* _Exercise passage_
Switching from MD to PhD

This forum made possible through the generous support of SDN members, donors, and sponsors. Thank you.

Marquis_Phoenix

Junior Member
10+ Year Member
15+ Year Member
Joined
May 6, 2006
Messages
95
Reaction score
0
How hard would it be to switch into a PhD program after your first year of MD (like switch out entirely)?

Would it be easier than if you had applied right out of undergraduate, because you'd have a whole year during your first year of medical school to hang around the lab you want to be at, and thereby garner support for PhD admission?

Members don't see this ad.
 
How hard would it be to switch into a PhD program after your first year of MD (like switch out entirely)?

Would it be easier than if you had applied right out of undergraduate, because you'd have a whole year during your first year of medical school to hang around the lab you want to be at, and thereby garner support for PhD admission?
There isn't really any switching involved, per se. PhD coursework is generally at a much higher level than the surface approach needed for medical school basic sciences, and I would be amazed if any good PhD program accepted medical school credits in partial fulfillment of PhD level classes (notable exceptions might be pharmacology or physiology PhD programs that require PhD students to take medical pharm/phys etc.).

Essentially, you would be a start-from-the-beginning-again applicant. Note, however, that some graduate programs will accept the MCAT in place of the GRE--even if it's not advertised--so do ask. From personal experience, PhD programs are much easier to to gain an offer of admission from compared to MD programs, but they are much harder to graduate from. Being a med student for a year should neither hinder not help an application to grad school.

The one question I might urge you to ask yourself is: will it be that bad to finish another three years of medical school? The MD program gives you a very marketable degree and a professional credential, and you can still do basic science postdocs. with an MD (if you are attending a very expensive, fancy private medical school, forget that point because you'd never repay your loan as a researcher). If you are motivated, research is research and, while the structure of a formal PhD program is nice, I submit to you that it's not essential and there is more than one way to skin a cat.

Just think about why you want to jump ship before you do it. Good luck!
 
There isn't really any switching involved, per se. PhD coursework is generally at a much higher level than the surface approach needed for medical school basic sciences, and I would be amazed if any good PhD program accepted medical school credits in partial fulfillment of PhD level classes (notable exceptions might be pharmacology or physiology PhD programs that require PhD students to take medical pharm/phys etc.).

False. A large number of MD/PhD programs substitute med school classes for PhD course requirements. Although if you want to drop out of MD completely, you might indeed need to follow PhD procedures more strictly. I would say that the breadth of any MD course more than enough to offset the lack of depth, and some MD courses in fact have as much depth (for instance, immunology and microbiology) as a PhD level course. This is a personal opinion though.

* _Dataset excerpts_
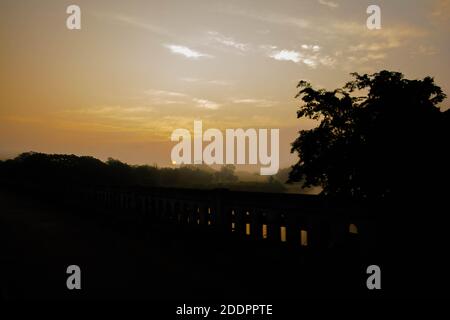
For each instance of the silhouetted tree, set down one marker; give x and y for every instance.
(391, 140)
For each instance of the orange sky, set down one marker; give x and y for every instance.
(137, 70)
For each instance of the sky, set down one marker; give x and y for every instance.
(138, 70)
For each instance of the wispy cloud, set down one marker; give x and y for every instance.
(314, 48)
(206, 104)
(311, 60)
(330, 4)
(228, 41)
(263, 103)
(186, 52)
(135, 22)
(279, 19)
(286, 55)
(203, 81)
(163, 93)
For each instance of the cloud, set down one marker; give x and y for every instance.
(329, 4)
(263, 103)
(314, 48)
(206, 104)
(286, 55)
(138, 24)
(187, 52)
(441, 12)
(202, 81)
(228, 41)
(279, 19)
(163, 93)
(312, 60)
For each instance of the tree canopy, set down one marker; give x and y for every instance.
(379, 135)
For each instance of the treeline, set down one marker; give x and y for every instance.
(61, 169)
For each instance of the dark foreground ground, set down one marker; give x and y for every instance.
(128, 261)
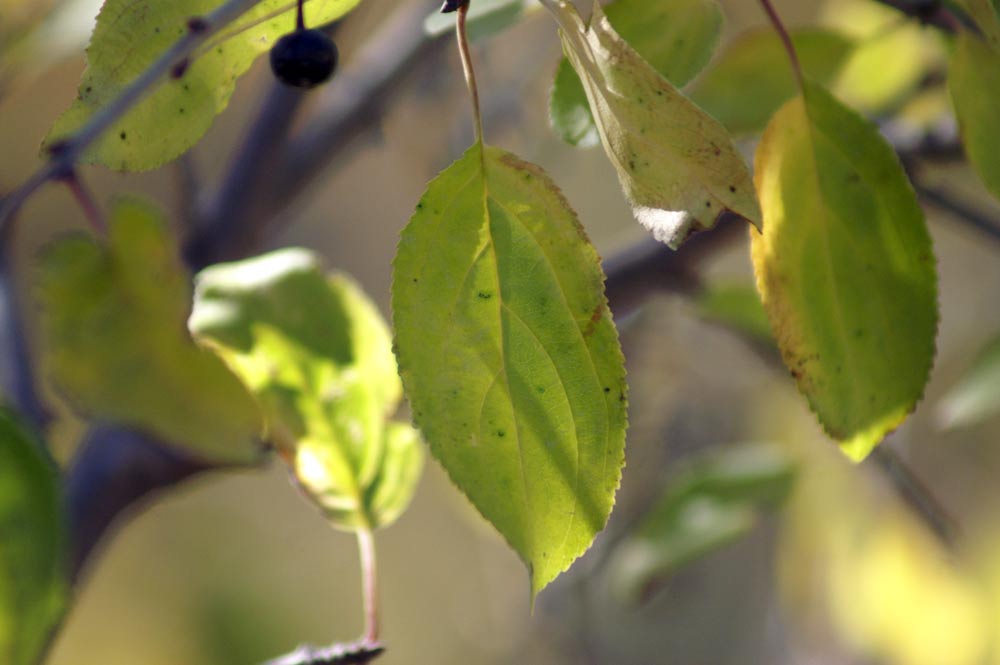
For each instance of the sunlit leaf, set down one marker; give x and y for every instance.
(752, 78)
(715, 500)
(974, 82)
(486, 18)
(131, 34)
(509, 356)
(678, 166)
(318, 356)
(113, 318)
(892, 57)
(853, 562)
(676, 37)
(976, 396)
(845, 268)
(32, 568)
(738, 307)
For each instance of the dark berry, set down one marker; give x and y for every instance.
(304, 58)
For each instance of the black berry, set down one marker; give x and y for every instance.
(304, 58)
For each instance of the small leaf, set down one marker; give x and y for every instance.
(131, 34)
(738, 307)
(751, 79)
(676, 37)
(486, 18)
(678, 166)
(845, 268)
(318, 356)
(33, 577)
(714, 501)
(976, 396)
(974, 82)
(509, 356)
(113, 318)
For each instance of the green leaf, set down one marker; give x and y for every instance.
(676, 37)
(318, 356)
(751, 79)
(113, 322)
(714, 501)
(738, 307)
(486, 18)
(976, 396)
(891, 57)
(974, 82)
(33, 578)
(678, 167)
(845, 268)
(132, 34)
(509, 355)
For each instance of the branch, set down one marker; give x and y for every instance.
(934, 13)
(65, 154)
(17, 377)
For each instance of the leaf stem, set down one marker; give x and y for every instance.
(369, 584)
(470, 74)
(786, 40)
(67, 152)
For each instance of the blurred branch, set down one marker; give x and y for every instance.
(934, 13)
(114, 471)
(17, 377)
(64, 155)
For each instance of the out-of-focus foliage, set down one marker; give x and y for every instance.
(678, 176)
(853, 558)
(893, 54)
(676, 37)
(714, 500)
(974, 82)
(752, 77)
(131, 35)
(317, 354)
(113, 315)
(736, 306)
(976, 396)
(509, 356)
(33, 584)
(845, 269)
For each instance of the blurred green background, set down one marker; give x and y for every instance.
(234, 568)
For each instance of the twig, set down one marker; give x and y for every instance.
(338, 654)
(786, 40)
(65, 154)
(220, 230)
(934, 13)
(17, 376)
(369, 584)
(918, 496)
(941, 199)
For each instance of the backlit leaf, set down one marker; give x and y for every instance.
(678, 166)
(751, 78)
(117, 347)
(318, 356)
(33, 577)
(676, 37)
(509, 355)
(845, 268)
(131, 34)
(716, 499)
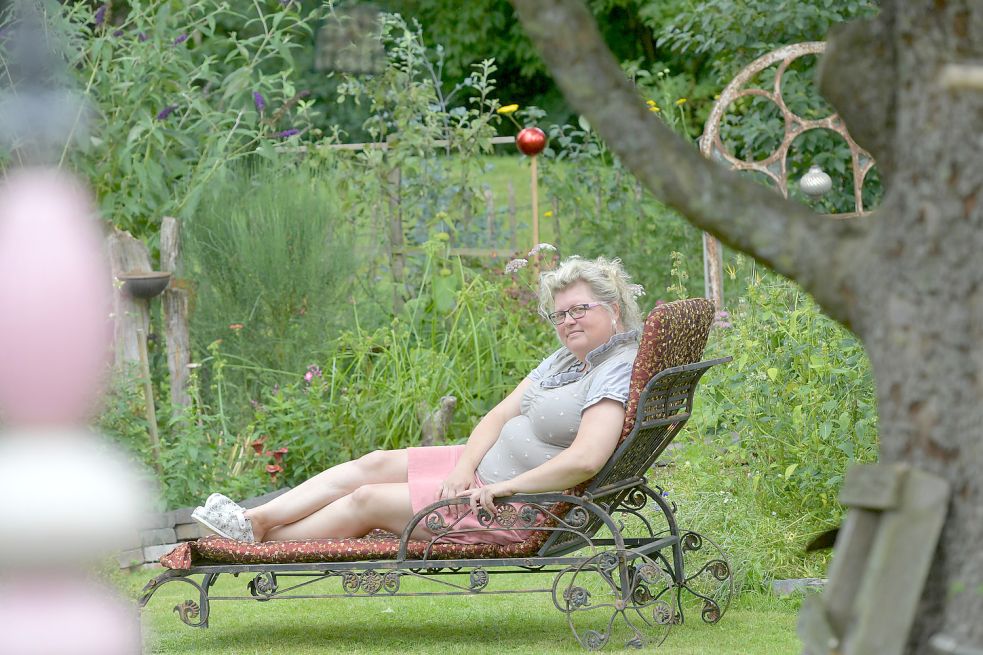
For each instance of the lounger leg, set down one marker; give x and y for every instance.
(609, 596)
(192, 613)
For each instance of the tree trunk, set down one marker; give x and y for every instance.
(907, 279)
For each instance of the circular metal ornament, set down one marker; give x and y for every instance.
(816, 182)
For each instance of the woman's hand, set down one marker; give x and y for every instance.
(484, 497)
(456, 484)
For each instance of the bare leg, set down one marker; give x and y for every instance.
(386, 506)
(315, 494)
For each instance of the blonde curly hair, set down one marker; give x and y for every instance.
(608, 282)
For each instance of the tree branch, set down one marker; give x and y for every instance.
(790, 238)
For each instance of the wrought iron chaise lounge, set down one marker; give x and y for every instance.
(611, 547)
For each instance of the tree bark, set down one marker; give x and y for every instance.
(908, 280)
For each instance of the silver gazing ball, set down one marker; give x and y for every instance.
(815, 182)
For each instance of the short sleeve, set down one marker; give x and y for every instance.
(540, 371)
(609, 382)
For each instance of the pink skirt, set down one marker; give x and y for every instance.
(426, 470)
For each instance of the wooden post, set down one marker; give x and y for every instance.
(513, 227)
(490, 217)
(534, 181)
(556, 223)
(175, 305)
(882, 557)
(397, 256)
(434, 424)
(127, 254)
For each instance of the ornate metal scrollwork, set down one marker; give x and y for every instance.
(263, 586)
(594, 640)
(709, 582)
(191, 613)
(576, 597)
(719, 569)
(506, 515)
(577, 518)
(711, 611)
(435, 522)
(607, 561)
(371, 582)
(530, 515)
(604, 599)
(390, 582)
(188, 610)
(479, 580)
(634, 500)
(692, 541)
(662, 613)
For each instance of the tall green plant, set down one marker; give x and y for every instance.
(270, 257)
(164, 116)
(797, 404)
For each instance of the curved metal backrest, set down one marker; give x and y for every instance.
(664, 377)
(665, 405)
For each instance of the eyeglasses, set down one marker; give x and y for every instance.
(577, 311)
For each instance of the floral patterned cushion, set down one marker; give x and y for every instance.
(376, 545)
(674, 334)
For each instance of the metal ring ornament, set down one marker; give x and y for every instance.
(774, 166)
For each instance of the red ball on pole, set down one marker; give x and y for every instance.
(531, 141)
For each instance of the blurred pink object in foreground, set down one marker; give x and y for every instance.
(65, 616)
(55, 291)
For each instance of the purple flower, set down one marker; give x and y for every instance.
(313, 371)
(165, 112)
(515, 265)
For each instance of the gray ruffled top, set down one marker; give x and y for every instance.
(550, 410)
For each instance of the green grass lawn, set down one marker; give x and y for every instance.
(528, 623)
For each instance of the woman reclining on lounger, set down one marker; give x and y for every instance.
(556, 429)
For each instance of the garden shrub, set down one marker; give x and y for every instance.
(773, 431)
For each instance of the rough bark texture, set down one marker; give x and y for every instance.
(127, 254)
(175, 305)
(907, 280)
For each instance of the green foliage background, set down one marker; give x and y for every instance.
(306, 338)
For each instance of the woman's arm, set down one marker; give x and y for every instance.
(600, 429)
(482, 438)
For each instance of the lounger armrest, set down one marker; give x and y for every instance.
(533, 508)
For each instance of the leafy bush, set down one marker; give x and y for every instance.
(168, 115)
(376, 386)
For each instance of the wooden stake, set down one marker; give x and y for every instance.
(534, 174)
(148, 397)
(535, 201)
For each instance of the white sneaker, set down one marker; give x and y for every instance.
(225, 518)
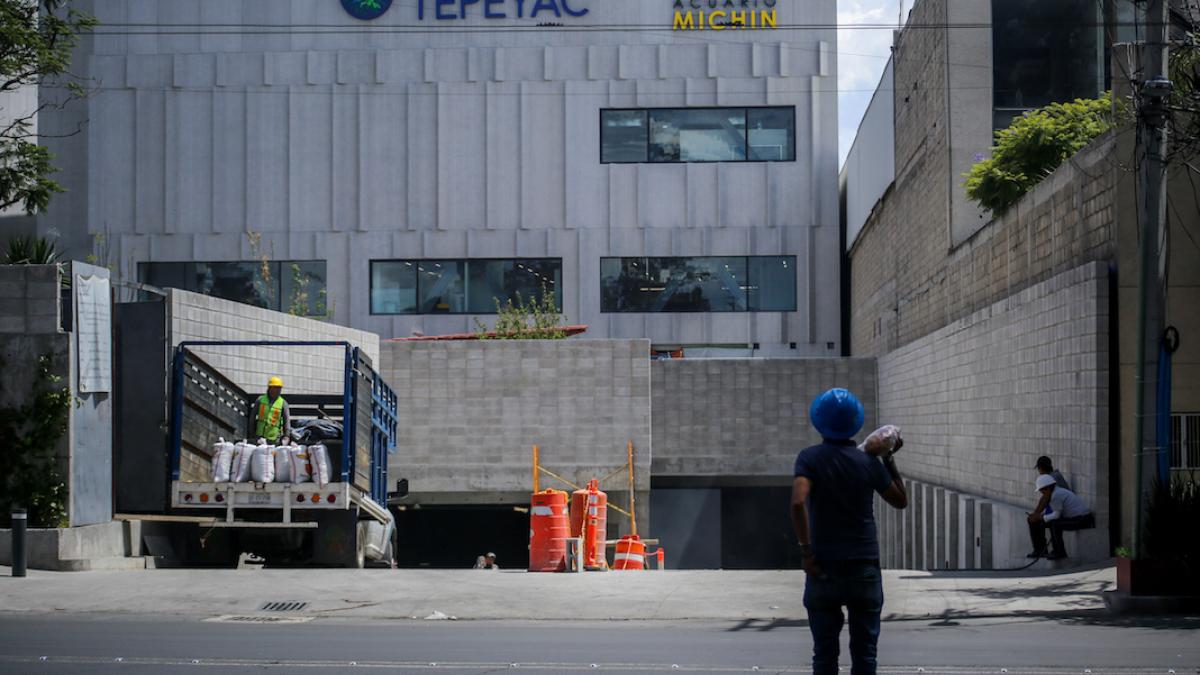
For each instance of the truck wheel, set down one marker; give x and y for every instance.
(360, 545)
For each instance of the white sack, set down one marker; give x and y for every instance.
(262, 466)
(318, 457)
(222, 461)
(283, 472)
(301, 469)
(243, 454)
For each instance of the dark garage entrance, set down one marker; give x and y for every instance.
(449, 537)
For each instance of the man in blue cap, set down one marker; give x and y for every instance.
(834, 521)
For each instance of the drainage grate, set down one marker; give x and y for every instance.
(249, 619)
(282, 607)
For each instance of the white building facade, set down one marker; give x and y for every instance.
(403, 172)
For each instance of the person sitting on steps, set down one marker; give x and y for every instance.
(1060, 509)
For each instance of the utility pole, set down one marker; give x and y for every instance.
(1152, 113)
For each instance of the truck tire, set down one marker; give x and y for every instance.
(360, 545)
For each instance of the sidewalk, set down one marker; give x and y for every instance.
(471, 595)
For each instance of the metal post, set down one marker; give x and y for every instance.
(1153, 96)
(633, 500)
(535, 470)
(19, 519)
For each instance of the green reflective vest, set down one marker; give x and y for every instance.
(270, 418)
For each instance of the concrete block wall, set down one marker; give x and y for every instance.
(29, 299)
(983, 398)
(471, 412)
(305, 370)
(946, 529)
(744, 417)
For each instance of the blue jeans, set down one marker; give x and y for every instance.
(858, 586)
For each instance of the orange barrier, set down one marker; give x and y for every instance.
(630, 554)
(589, 519)
(549, 529)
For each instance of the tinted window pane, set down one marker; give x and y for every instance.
(1045, 52)
(491, 281)
(303, 286)
(394, 287)
(673, 285)
(773, 284)
(697, 135)
(772, 133)
(251, 282)
(442, 287)
(623, 136)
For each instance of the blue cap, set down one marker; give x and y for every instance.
(837, 414)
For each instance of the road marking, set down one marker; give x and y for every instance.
(558, 667)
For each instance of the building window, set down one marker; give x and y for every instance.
(1044, 53)
(1185, 441)
(697, 135)
(461, 286)
(733, 284)
(297, 287)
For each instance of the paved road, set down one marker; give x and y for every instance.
(63, 644)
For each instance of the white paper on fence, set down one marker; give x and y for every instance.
(222, 460)
(318, 457)
(243, 454)
(881, 440)
(283, 472)
(262, 467)
(301, 469)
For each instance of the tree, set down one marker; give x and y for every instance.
(1032, 147)
(36, 40)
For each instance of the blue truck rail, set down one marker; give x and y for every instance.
(369, 408)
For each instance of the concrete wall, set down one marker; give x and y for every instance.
(871, 165)
(471, 412)
(193, 139)
(945, 529)
(305, 370)
(738, 419)
(983, 398)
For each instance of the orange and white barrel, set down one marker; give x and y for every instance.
(589, 519)
(630, 554)
(549, 529)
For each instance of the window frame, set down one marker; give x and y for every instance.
(466, 281)
(277, 267)
(747, 153)
(792, 262)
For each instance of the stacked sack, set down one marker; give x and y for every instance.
(264, 463)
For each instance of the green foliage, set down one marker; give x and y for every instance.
(1032, 147)
(30, 251)
(29, 436)
(535, 320)
(36, 39)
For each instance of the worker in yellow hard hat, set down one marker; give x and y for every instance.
(271, 414)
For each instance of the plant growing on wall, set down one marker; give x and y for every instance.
(1032, 147)
(534, 320)
(29, 437)
(36, 39)
(30, 251)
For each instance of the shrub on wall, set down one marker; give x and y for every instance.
(1032, 147)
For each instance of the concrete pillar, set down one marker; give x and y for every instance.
(939, 532)
(970, 531)
(954, 541)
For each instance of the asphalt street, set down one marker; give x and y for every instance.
(1089, 643)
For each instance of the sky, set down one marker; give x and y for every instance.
(862, 55)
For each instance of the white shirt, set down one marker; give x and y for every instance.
(1065, 503)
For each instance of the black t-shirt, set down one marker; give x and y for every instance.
(841, 517)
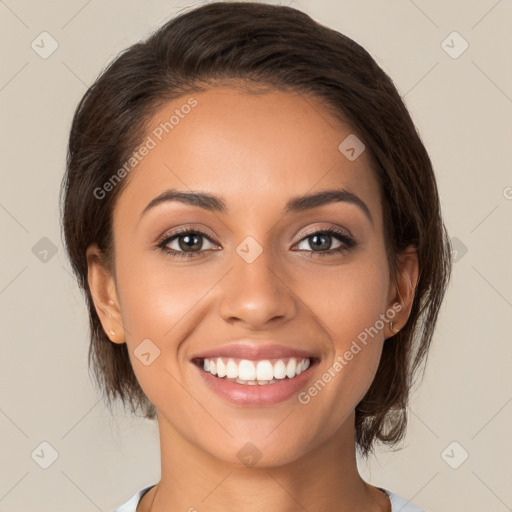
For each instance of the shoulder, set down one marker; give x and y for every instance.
(131, 504)
(399, 503)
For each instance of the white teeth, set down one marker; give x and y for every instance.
(264, 370)
(256, 372)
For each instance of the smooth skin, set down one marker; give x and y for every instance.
(255, 151)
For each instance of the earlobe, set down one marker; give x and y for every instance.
(404, 289)
(102, 286)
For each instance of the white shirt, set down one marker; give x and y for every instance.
(398, 504)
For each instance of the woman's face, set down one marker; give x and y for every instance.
(257, 276)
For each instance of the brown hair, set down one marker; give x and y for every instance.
(276, 47)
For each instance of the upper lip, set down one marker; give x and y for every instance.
(251, 350)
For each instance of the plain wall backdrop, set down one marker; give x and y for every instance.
(60, 449)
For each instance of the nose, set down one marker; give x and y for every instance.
(258, 292)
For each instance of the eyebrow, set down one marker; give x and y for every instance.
(213, 203)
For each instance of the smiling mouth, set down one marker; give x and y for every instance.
(255, 372)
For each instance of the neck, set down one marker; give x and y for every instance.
(325, 478)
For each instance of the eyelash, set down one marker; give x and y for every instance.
(347, 241)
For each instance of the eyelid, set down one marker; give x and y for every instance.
(312, 231)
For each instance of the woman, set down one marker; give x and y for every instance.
(256, 226)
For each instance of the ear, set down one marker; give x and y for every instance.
(104, 294)
(403, 291)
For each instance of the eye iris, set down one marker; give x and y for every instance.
(321, 245)
(192, 242)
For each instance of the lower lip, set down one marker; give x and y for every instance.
(257, 395)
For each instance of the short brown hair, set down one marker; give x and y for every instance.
(283, 48)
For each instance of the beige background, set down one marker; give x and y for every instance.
(463, 109)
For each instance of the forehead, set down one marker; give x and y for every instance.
(251, 149)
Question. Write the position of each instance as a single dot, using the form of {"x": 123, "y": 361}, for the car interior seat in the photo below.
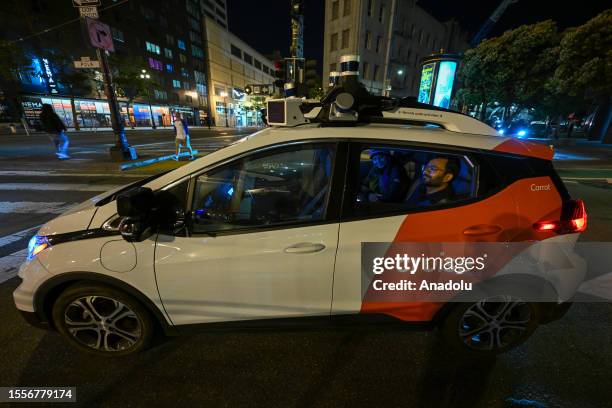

* _What to do_
Return, word for word, the part of the forum thread on switching from MD to PhD starting at "Essentially, you would" and ending at "to grad school.".

* _Output for this exercise_
Essentially, you would be a start-from-the-beginning-again applicant. Note, however, that some graduate programs will accept the MCAT in place of the GRE--even if it's not advertised--so do ask. From personal experience, PhD programs are much easier to to gain an offer of admission from compared to MD programs, but they are much harder to graduate from. Being a med student for a year should neither hinder not help an application to grad school.